**Task requirements:**
#1 Can you condense the paragraph in the selenium and pyrolysis methods text that begins "Pyrolysis experiments were carried out" into a short bulleted list that keeps its main facts?
#2 Could you go on with the methods text on selenium measurement and pyrolysis experiments, starting after its last sentence?

**Provided text:**
________________________

2.2. Selenium Extraction and Measurements

Water samples from different dilutions of SMW were collected at the beginning and at the end of the experimental period, acidified with concentrated HNO3 to pH 2 and kept at 4˚C. Plants from each treatment were rinsed with Milli-Q water, blotted on filter paper and dried at 70˚C overnight. Dried samples were then ground using a mortar and pestle and aliquots (100 mg) were weighed into a glass tubes and digested with a HNO3 (68.5%):HClO4 (70%) mixture (1 mL, 10:1, v/v) in a dry heating block at 100˚C for 30 min [36] . After cooling to room temperature samples were filtered using a Whatman number 42 (11 cm) filter paper and diluted to 10 mL with Milli-Q water. Plant extracts and wastewater were analysed for total selenium concentration by inductively coupled plasma mass spectrometry (ICP-MS) (Agilent Technologies, Model 4500 series 300).

2.3. Pyrolysis Experiments

Pyrolysis experiments were carried out in a quartz tube reactor with a diameter of 12 mm. The samples were dried at 110˚C overnight before experimental runs. Heating of the quartz tube reactor was carried out using a tube furnace which was controlled by a temperature controller (Omega CSC32, Omega Engineering, Inc., USA). Two thermocouples (one external to the tube and one internal) were used to monitor pyrolysis temperature. The furnace (and the quartz reactor) was vertically aligned, so that the liquid products dripped into the condenser assembly which was chilled using ice. After condensation of the liquid product, the gas passed through a glass wool filter before being collected in a gas-sampling bag. The condenser was weighed before and after the reaction to obtain the weight of the liquid product (bio-oil) collected. The solid product bio-char was dislodged from the pyrolysis reactor after the experiment and weighed. The volume of the pyrolysis gas was measured and the gas sample was analyzed by gas-chromatography (GC). Three replicates were conducted for each treatment.

________________________

**Saved entries:**
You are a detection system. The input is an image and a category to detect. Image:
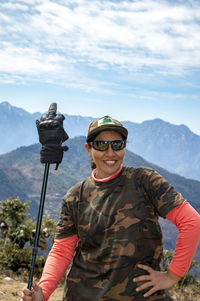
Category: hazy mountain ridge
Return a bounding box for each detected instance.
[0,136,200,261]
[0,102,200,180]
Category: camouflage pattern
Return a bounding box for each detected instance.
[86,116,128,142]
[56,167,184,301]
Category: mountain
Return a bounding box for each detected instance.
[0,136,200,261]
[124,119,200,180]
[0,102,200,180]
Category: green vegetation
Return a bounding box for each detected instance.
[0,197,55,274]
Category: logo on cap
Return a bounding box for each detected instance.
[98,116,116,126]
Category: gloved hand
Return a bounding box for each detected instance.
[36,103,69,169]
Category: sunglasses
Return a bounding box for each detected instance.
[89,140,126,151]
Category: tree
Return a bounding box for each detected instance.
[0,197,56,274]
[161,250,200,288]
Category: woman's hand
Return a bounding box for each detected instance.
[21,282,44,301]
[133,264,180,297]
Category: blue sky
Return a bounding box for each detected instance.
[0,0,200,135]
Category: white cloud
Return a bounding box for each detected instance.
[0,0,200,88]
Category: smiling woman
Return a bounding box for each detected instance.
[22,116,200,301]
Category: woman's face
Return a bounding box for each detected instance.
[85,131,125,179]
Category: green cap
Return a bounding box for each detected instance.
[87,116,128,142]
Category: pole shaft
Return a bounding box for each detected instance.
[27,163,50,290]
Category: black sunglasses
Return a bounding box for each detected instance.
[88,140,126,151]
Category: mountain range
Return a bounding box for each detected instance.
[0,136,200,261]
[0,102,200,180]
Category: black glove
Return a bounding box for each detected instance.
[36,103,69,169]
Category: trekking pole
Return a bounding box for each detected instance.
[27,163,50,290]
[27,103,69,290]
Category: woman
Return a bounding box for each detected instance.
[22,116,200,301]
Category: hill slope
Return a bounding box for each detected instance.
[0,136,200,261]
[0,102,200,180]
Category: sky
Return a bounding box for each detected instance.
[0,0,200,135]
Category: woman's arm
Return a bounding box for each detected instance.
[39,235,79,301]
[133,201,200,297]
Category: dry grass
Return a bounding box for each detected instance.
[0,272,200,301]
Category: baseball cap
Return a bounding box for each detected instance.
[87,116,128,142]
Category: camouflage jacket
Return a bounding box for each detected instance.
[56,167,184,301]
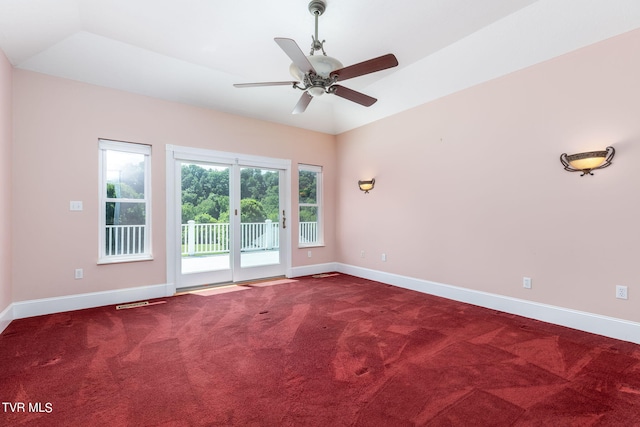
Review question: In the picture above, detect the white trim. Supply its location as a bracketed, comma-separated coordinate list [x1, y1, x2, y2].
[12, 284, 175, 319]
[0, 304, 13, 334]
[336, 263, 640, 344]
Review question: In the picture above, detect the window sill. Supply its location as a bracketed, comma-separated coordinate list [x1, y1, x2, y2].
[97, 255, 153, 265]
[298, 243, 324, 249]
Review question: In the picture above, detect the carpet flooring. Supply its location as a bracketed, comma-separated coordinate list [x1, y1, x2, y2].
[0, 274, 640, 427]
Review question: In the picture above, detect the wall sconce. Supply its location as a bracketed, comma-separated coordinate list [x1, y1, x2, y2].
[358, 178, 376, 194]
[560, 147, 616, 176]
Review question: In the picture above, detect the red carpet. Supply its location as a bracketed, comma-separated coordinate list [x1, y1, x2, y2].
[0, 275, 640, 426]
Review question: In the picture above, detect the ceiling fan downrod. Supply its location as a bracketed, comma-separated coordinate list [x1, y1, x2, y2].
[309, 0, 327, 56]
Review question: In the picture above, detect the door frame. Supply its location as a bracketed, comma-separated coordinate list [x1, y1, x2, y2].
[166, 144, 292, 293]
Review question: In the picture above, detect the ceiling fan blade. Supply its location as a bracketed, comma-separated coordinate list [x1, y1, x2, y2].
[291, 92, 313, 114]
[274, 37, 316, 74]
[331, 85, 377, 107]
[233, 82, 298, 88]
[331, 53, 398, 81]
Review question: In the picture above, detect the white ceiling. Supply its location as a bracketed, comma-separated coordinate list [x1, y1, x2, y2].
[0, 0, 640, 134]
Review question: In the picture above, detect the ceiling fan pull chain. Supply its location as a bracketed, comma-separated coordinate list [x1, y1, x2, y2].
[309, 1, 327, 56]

________________________

**Answer list:**
#1
- Reactor: quartz tube, 12 mm in diameter, heated by a tube furnace with an Omega CSC32 temperature controller
- Sample preparation: dried at 110˚C overnight before each run
- Temperature monitoring: two thermocouples, one outside the tube and one inside
- Setup: furnace and reactor aligned vertically so liquid products drip into an ice-chilled condenser
- Gas handling: after condensation, gas passes through a glass wool filter into a gas-sampling bag
- Bio-oil yield: condenser weighed before and after the reaction
- Bio-char: removed from the reactor after the run and weighed
- Gas: volume measured and sample analyzed by gas chromatography (GC)
- Replication: three replicates per treatment

#2
2.4. Thermogravimetric Analysis

Thermogravimetric (TGA) and differential thermogravimetric (DTG) analyses of the plant samples were performed using the PerkinElmer Diamond TG/DTA instrument. The samples were used “as is” without drying. The samples were loaded into the instrument and heated from 50˚C to 950˚C at a heating rate of 20˚C/min. TGpyrolysis (using He as carrier gas) was used to determine the moisture content, volatiles and fixed carbon. TG-combustion (using air as carrier gas) was used to determine the ash content. The loss of weight between 25˚C and 120˚C was used to calculate the moisture content of the sample. The volatile content of the samples was determined from the loss of weight between 120˚C and 650˚C (primary volatiles), and 650˚C and 950˚C (secondary volatiles). The ash content of the sample was determined from the amount of solids remaining at the end of the combustion run. Fixed carbon was calculated by subtracting the ash content from the solids remaining at the end of the pyrolysis run.

2.5. Analysis of Bio-Oil

The liquid product of pyrolysis (bio-oil) was analyzed by gas chromatography—mass spectrometry (GC-MS). The sample of bio-oil was dissolved in aliquot amounts of dichloromethane (DCM) and injected into an Agilent 6890N (Agilent Technologies, Santa Clara, CA, USA) coupled to a JEOL GCMate-II (JEOL Ltd., Tokyo, Japan) GC-MS. Typical GC-MS parameters used in the analyses were as follows: helium as carrier gas at a flow rate of 2 mL/min, column: HP-5ms (60 m ´ 0.32 mm ´ 0.25 µm), injection port temperature: 300˚C, GC-MS interface temperature: 250˚C, a sample injection volume: 10 mL, split ratio: 50:1.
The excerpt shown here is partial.